━━━ Text block

Children and families went wild for Jack Hanna, television host, conservationist and wildlife educator, at his “Into the Wild: Live” show at the Jorgensen Center for the Performing Arts, this past Sunday.
“Jungle Jack” and his staff of animal handlers presented species from the Columbus Zoo, where he is the director, and clips from his “Into the Wild” TV show in an effort to educate the public about animal conservation.
Hanna said that these shows are a chance to bring the animals to the people in a way viewing zoos or TV cannot.
“When you see them in person, you can almost feel it,” he said. “I could show you pictures all day long, but when I show a live animal, that’s something kids will remember for the rest of their lives.”
Among the animals Hanna presented were a ring-tailed lemur from Madagascar, a Eurasian eagle owl, the largest owl species on the planet and a pair of snow leopard cubs, an endangered species that Hanna can only bring on tours every ten years. He also presented a full-grown cheetah and warned the audience not to move while it was onstage, “unless they can run 70 miles per hour.”

━━━━━━
━━━ Information shown

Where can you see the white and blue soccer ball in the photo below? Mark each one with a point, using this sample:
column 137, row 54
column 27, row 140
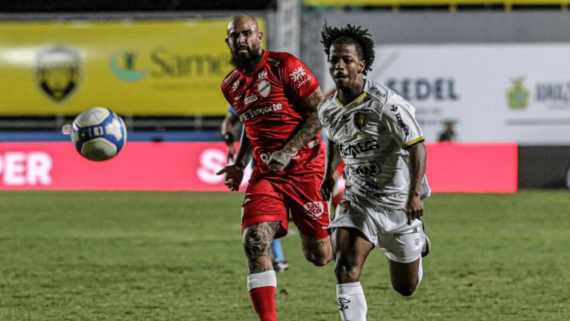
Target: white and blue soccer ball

━━━━━━

§ What you need to do
Continue the article about Jack Hanna's live animal show at the Jorgensen Center, starting after the final sentence above.

§ Exercise response
One attendee, Liam Jordan, seven, said it was worth the three hour drive from Massachusetts, to see his favorite animal, the cheetah. Garrett Jordan, Liam’s father, watches Hanna’s TV show with his son and enjoyed sharing the experience of seeing him live.
“I remember watching him on Letterman and the next thing you know we’re here, generations later,” Jordan said.
Hanna showed clips from his shows, “Into the Wild,” and “Jack Hanna’s Wildlife Adventures,” as well as his appearances on “The Late Show with David Letterman.”
Hanna’s passion for his work showed throughout the entire performance. He would often get caught up in his stories, sometimes rambling between personal experiences, comments about the Jorgensen camera staff and tangents about animal conservation. Despite running over the allotted 2-hour run time, the show was entertaining from start to finish.
Amongst the light-hearted anecdotes and animal demonstrations, Hanna presented chilling reminders about the future of the world if these endangered species are not protected. In one video about a rhino conservation preserve, filmed in 1983, the featured animal was killed shortly after the recording.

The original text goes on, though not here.